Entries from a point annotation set
========

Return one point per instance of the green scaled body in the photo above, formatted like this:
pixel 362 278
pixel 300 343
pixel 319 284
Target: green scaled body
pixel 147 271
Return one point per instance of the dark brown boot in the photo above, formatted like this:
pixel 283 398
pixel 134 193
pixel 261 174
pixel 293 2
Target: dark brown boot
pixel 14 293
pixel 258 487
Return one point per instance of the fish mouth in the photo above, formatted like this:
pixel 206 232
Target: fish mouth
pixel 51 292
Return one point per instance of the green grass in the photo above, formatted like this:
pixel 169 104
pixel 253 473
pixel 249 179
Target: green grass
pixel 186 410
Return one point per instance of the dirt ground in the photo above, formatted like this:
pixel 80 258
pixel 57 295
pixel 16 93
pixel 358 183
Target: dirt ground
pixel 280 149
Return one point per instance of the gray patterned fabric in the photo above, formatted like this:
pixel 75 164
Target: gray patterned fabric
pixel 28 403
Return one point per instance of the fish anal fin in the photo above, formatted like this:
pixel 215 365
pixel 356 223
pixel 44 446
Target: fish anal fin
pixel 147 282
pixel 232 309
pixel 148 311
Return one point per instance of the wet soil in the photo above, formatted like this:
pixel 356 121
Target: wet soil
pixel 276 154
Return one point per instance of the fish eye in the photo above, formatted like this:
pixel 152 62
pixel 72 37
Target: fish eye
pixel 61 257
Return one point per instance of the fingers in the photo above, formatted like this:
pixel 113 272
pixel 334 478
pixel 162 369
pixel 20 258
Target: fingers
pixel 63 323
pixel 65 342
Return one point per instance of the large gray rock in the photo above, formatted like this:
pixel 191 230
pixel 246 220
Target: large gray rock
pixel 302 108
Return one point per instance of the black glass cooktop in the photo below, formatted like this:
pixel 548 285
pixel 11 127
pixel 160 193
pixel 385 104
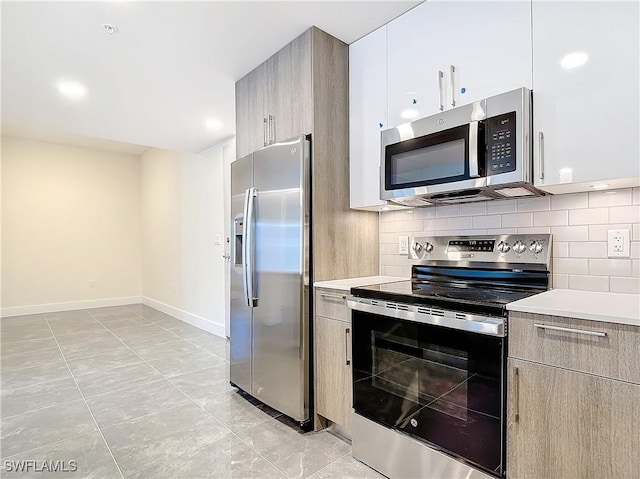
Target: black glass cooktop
pixel 460 297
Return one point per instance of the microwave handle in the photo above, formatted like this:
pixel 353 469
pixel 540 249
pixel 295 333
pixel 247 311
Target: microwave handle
pixel 473 149
pixel 440 77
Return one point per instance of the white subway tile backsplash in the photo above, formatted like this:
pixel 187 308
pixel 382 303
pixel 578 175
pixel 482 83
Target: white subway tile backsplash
pixel 579 224
pixel 571 265
pixel 424 213
pixel 570 233
pixel 588 283
pixel 560 281
pixel 499 207
pixel 434 225
pixel 517 220
pixel 591 216
pixel 610 198
pixel 570 202
pixel 447 211
pixel 600 232
pixel 560 249
pixel 551 218
pixel 414 226
pixel 502 231
pixel 588 249
pixel 459 223
pixel 624 285
pixel 473 209
pixel 542 203
pixel 490 221
pixel 610 267
pixel 625 214
pixel 535 230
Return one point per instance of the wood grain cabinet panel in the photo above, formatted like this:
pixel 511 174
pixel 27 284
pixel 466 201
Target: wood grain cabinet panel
pixel 332 304
pixel 605 349
pixel 564 424
pixel 333 370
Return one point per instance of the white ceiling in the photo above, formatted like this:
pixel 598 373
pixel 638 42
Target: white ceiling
pixel 171 66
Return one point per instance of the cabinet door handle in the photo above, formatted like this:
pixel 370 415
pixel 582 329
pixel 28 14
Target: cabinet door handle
pixel 272 130
pixel 516 390
pixel 453 89
pixel 264 132
pixel 541 155
pixel 341 297
pixel 571 330
pixel 440 77
pixel 346 346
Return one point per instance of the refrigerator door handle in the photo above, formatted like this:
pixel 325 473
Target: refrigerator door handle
pixel 250 221
pixel 245 234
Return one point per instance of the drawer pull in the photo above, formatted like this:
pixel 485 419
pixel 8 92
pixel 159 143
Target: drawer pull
pixel 333 296
pixel 570 330
pixel 516 374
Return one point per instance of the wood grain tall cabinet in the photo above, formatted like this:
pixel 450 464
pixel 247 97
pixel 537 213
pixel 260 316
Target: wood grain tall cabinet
pixel 304 89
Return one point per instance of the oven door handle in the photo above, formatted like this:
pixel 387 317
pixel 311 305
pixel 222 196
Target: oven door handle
pixel 491 326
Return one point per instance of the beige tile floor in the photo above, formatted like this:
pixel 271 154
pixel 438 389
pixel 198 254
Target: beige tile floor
pixel 129 391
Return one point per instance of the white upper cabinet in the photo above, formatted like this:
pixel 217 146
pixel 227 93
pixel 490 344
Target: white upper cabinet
pixel 586 103
pixel 444 54
pixel 367 116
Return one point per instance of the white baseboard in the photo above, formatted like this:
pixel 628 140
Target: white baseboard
pixel 72 305
pixel 193 319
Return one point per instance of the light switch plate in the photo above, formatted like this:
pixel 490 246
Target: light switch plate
pixel 618 244
pixel 403 245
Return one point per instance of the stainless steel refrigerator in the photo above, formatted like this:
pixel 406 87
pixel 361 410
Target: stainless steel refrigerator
pixel 270 208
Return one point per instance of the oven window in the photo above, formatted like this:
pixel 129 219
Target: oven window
pixel 429 163
pixel 441 386
pixel 427 160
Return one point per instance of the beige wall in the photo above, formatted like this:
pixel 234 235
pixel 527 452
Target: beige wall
pixel 182 211
pixel 578 223
pixel 69 215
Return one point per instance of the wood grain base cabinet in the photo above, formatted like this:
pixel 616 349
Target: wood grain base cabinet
pixel 332 337
pixel 564 424
pixel 573 398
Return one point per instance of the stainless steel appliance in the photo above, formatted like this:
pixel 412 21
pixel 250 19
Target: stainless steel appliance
pixel 270 276
pixel 429 356
pixel 474 152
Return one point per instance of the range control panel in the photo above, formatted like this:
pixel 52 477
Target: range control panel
pixel 501 143
pixel 528 248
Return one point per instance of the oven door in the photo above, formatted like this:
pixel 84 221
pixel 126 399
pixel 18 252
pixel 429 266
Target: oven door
pixel 441 386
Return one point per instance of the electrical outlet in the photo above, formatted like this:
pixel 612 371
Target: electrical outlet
pixel 618 245
pixel 403 245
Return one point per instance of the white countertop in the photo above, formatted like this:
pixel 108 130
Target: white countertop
pixel 348 283
pixel 608 307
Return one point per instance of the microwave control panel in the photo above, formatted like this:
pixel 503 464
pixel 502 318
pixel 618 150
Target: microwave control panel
pixel 501 144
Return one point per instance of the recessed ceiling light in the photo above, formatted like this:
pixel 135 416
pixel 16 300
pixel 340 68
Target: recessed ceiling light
pixel 573 60
pixel 212 124
pixel 409 113
pixel 110 28
pixel 72 89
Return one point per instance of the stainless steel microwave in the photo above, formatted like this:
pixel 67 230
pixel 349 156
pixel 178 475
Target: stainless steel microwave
pixel 473 152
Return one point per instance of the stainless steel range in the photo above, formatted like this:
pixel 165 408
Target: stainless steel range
pixel 429 356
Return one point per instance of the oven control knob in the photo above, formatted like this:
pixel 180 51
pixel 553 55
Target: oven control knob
pixel 535 247
pixel 503 247
pixel 519 247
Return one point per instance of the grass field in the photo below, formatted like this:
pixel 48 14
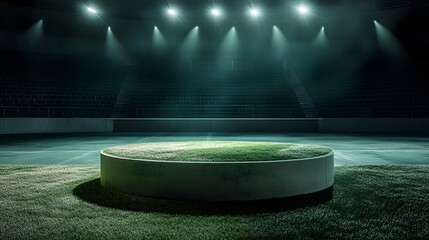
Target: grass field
pixel 370 202
pixel 210 151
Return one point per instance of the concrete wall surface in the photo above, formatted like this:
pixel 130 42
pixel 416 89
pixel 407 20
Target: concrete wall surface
pixel 218 181
pixel 374 125
pixel 54 125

========

TASK OBJECTIVE – Can you copy out the material above word for word, from its first line down through the line containing "pixel 302 108", including that line?

RESPONSE TO THE EXERCISE –
Return one point per instance of the green scaled body in the photo above, formatted like this:
pixel 362 278
pixel 300 343
pixel 319 284
Target: green scaled body
pixel 147 271
Return one point per instance of the dark brown boot in the photo above, formatted like this:
pixel 283 398
pixel 134 193
pixel 261 174
pixel 293 2
Target: dark brown boot
pixel 14 293
pixel 258 487
Return one point per instance of the fish mouth in the photo above, formatted like this:
pixel 206 232
Target: fish mouth
pixel 51 292
Return one point per instance of the green grass in the photo above, formatted like this:
pixel 169 104
pixel 253 473
pixel 249 179
Target: green grass
pixel 186 410
Return one point per instance of the dirt ground in the photo above, formatted like this:
pixel 80 258
pixel 57 295
pixel 16 93
pixel 358 183
Target: dirt ground
pixel 280 149
Return one point per instance of the gray patterned fabric in the photo above, formatted like this:
pixel 75 164
Target: gray patterned fabric
pixel 28 403
Return one point per instance of the fish anal fin in the photo above, formatted like this:
pixel 215 365
pixel 356 223
pixel 44 446
Target: fish anal fin
pixel 147 282
pixel 232 309
pixel 148 311
Return one point per instance of the wet soil in the photo above, formatted like this:
pixel 356 121
Target: wet soil
pixel 276 154
Return one point per instance of the fish eye in the photo above, formatted like this:
pixel 152 62
pixel 72 37
Target: fish eye
pixel 61 257
Return one point per instance of the fingers in the photo above, formatted like this:
pixel 113 272
pixel 334 478
pixel 162 369
pixel 20 258
Target: fingers
pixel 63 323
pixel 65 342
Return one point per instance of the large gray rock in the photo above, formatted like this:
pixel 191 230
pixel 246 220
Target: large gray rock
pixel 302 108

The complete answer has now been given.